TASK TO COMPLETE: Can you reproduce, word for word, everything in the article on Colorado's health insurance exchange from "In addition, she" down to "next few weeks."?

TEXT PASSAGE:

------------------------------

Like other states that opted to run their own exchange, Colorado spent several years and hundreds of millions in federal dollars to create an insurance marketplace specifically tailored for Coloradans.
Complex legislation, multiple studies, numerous vendor contracts, dozens of public hearings and behind-the-scenes preparations led up to the launch of Colorado’s site in October.
As of April 1, Colorado signed up 119,000 people for commercial insurance — a little shy of its goal of 136,000.
State officials are already working on improvements for next year’s enrollment period, which starts Nov.15 and runs until Feb. 15, 2015.
“It makes me sick to think about it,” said Lindy Hinman, chief operating officer of Colorado’s exchange, Connect for Health. “But we’re already working on next year’s enrollment.”
In the days after the March 31 deadline to sign up for health insurance, advocates already were talking about how states and the federal government could improve on the process and the insurance products next round.
With a few exceptions, state and federal health insurance exchange officials are declaring the first Affordable Care Act open season a success.
State-by-state numbers are not yet available, but the Obama administration estimated more than 7 million people signed up for private insurance, exceeding initial targets, and about 9 million more signed up for Medicaid.
Under the 2010 health care law, states were given the option of creating and running their own exchanges, financed with federal money.
Nearly every state had considered the federal program’s offer to build its own customized state exchange. But with the exception of Nevada, only Democratic-led states had the political will to enact the necessary laws.
At a walk-in exchange office in downtown Denver’s pedestrian mall last week, there was an almost giddy atmosphere in some parts of the room. Ten agents were helping an office full of consumers who were at various stages of deciding on insurance coverage.
Pop-up offices, such as the one here, were one of Colorado’s most successful enrollment tactics, Hinman said. A last-minute decision based on consumer feedback led to six offices opening in late March so consumers could walk in and get help without an appointment. The state already had 55 appointment-only offices across the state and 3,000 registered brokers and navigators. At least one other state, Rhode Island, also created pop-up sites for the final enrollment push.
Another successful move, Hinman said, was allowing consumers to shop for plans anonymously. Not requiring people to register before looking at their options helped simplify the process.
In addition, she said Colorado’s creation of a new nongovernmental, nonprofit organization to run its exchange allowed maximum flexibility in contracting with vendors. Other states gave exchange authority to existing state agencies or created new quasi-governmental units.
By most measures of success, Colorado’s exchange website fell somewhere in the middle of the 15 state-run exchanges. Its website performed better than those in Hawaii, Maryland, Massachusetts, Minnesota and Oregon, where pervasive technical problems plagued exchanges from the beginning to the end.
On average, state-run exchanges signed up a higher percentage of those who were eligible than did federally run exchanges, the report said. The group plans to update the analysis when the federal government releases final numbers in the next few weeks.

------------------------------

[Point localization data]

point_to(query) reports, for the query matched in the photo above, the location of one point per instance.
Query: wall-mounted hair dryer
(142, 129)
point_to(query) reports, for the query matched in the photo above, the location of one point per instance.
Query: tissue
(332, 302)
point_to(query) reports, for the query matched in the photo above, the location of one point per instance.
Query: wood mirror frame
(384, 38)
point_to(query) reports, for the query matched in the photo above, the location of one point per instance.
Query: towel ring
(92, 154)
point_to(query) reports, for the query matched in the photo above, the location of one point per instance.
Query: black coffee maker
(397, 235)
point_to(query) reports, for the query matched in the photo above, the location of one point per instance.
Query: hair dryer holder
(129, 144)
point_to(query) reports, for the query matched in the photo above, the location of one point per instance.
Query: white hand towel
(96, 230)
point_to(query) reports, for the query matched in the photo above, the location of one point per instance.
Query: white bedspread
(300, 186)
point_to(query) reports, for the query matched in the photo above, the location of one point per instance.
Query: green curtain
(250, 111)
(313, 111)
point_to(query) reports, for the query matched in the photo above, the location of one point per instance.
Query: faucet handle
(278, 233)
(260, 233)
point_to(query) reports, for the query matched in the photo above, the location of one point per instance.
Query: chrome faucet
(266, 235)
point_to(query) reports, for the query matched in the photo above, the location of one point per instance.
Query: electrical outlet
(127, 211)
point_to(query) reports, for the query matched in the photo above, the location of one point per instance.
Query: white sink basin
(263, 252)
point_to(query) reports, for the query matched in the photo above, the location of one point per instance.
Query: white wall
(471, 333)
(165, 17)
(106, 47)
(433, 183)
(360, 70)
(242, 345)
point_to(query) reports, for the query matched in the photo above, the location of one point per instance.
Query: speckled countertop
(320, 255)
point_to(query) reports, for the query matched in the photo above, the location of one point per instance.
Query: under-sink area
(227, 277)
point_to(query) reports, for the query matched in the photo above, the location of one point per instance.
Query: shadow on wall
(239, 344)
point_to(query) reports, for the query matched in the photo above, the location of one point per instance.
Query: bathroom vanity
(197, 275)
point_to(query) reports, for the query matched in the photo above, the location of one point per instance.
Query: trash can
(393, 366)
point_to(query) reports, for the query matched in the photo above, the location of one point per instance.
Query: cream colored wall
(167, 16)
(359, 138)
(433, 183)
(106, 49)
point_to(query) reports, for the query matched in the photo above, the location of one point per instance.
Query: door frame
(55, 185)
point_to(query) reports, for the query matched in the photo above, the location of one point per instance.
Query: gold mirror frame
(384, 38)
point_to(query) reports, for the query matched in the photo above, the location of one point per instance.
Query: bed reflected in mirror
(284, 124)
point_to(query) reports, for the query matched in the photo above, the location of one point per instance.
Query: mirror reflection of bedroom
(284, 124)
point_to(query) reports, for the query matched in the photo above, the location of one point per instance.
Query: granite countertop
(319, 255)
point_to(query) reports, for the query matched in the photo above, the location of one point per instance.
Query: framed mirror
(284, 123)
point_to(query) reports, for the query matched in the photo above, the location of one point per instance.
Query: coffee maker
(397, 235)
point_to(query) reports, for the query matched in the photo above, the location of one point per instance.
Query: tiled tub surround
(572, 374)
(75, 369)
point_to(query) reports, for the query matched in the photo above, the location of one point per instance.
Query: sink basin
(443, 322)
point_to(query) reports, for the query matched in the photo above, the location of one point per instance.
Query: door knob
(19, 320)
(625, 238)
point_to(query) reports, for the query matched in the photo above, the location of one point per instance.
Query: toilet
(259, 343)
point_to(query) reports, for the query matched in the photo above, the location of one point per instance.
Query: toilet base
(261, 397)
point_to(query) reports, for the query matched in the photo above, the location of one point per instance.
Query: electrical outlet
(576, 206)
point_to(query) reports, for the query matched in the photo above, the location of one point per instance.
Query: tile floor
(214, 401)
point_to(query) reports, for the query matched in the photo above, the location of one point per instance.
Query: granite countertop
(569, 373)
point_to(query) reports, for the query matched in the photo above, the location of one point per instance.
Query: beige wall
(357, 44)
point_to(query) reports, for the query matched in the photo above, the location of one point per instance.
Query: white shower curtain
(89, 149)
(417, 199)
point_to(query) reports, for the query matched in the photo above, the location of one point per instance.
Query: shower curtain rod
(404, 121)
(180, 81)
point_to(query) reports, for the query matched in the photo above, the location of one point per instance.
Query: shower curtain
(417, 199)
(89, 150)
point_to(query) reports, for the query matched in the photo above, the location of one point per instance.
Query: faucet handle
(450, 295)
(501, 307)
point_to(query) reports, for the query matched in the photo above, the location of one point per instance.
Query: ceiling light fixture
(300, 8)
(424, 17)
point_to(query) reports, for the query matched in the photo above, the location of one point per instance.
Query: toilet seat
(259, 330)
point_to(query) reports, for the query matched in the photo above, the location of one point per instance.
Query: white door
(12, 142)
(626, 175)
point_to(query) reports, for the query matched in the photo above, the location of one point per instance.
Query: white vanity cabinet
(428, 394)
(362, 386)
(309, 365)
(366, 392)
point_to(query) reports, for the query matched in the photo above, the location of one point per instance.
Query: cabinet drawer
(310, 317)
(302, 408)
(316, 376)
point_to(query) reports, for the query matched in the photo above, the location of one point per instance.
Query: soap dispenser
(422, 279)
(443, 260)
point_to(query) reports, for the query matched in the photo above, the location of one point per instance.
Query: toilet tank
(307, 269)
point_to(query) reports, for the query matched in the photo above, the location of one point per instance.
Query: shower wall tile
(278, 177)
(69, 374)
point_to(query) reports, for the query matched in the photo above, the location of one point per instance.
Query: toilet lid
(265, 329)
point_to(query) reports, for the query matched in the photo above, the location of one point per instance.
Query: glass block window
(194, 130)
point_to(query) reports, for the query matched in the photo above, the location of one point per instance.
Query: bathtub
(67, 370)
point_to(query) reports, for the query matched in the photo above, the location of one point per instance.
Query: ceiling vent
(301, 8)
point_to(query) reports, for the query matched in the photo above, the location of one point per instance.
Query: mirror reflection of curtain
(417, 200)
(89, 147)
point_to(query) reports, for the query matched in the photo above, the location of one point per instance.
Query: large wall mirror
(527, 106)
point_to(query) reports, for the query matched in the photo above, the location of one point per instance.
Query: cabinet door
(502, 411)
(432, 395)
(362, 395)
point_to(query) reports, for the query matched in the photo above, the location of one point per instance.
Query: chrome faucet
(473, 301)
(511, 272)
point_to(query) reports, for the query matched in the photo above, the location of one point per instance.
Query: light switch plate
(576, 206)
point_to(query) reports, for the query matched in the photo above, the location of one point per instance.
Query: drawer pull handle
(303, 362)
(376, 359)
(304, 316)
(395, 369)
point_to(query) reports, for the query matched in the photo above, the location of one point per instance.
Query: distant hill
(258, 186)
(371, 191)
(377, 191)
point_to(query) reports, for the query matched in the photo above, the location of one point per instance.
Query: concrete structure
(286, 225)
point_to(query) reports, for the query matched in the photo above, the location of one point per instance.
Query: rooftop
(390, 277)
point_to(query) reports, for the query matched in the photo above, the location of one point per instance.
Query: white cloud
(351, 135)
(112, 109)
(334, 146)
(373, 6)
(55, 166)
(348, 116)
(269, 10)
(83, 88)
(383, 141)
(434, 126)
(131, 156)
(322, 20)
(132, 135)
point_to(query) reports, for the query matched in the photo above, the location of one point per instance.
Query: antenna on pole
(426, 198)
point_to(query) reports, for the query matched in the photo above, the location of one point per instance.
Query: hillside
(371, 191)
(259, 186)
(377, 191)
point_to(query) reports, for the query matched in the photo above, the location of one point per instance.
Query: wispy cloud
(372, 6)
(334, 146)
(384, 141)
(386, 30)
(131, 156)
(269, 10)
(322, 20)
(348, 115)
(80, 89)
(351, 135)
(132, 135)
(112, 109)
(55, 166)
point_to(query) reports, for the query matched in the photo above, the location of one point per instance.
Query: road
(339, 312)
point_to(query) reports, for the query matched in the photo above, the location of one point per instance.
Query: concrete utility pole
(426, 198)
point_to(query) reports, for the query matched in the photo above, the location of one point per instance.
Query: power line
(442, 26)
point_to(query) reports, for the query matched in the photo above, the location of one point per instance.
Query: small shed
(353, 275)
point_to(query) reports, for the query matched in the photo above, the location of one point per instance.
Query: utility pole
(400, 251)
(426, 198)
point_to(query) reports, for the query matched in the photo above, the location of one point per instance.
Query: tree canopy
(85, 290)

------------------------------

PROBLEM SOLUTION:
In addition, she said Colorado’s creation of a new nongovernmental, nonprofit organization to run its exchange allowed maximum flexibility in contracting with vendors. Other states gave exchange authority to existing state agencies or created new quasi-governmental units.
By most measures of success, Colorado’s exchange website fell somewhere in the middle of the 15 state-run exchanges. Its website performed better than those in Hawaii, Maryland, Massachusetts, Minnesota and Oregon, where pervasive technical problems plagued exchanges from the beginning to the end.
On average, state-run exchanges signed up a higher percentage of those who were eligible than did federally run exchanges, the report said. The group plans to update the analysis when the federal government releases final numbers in the next few weeks.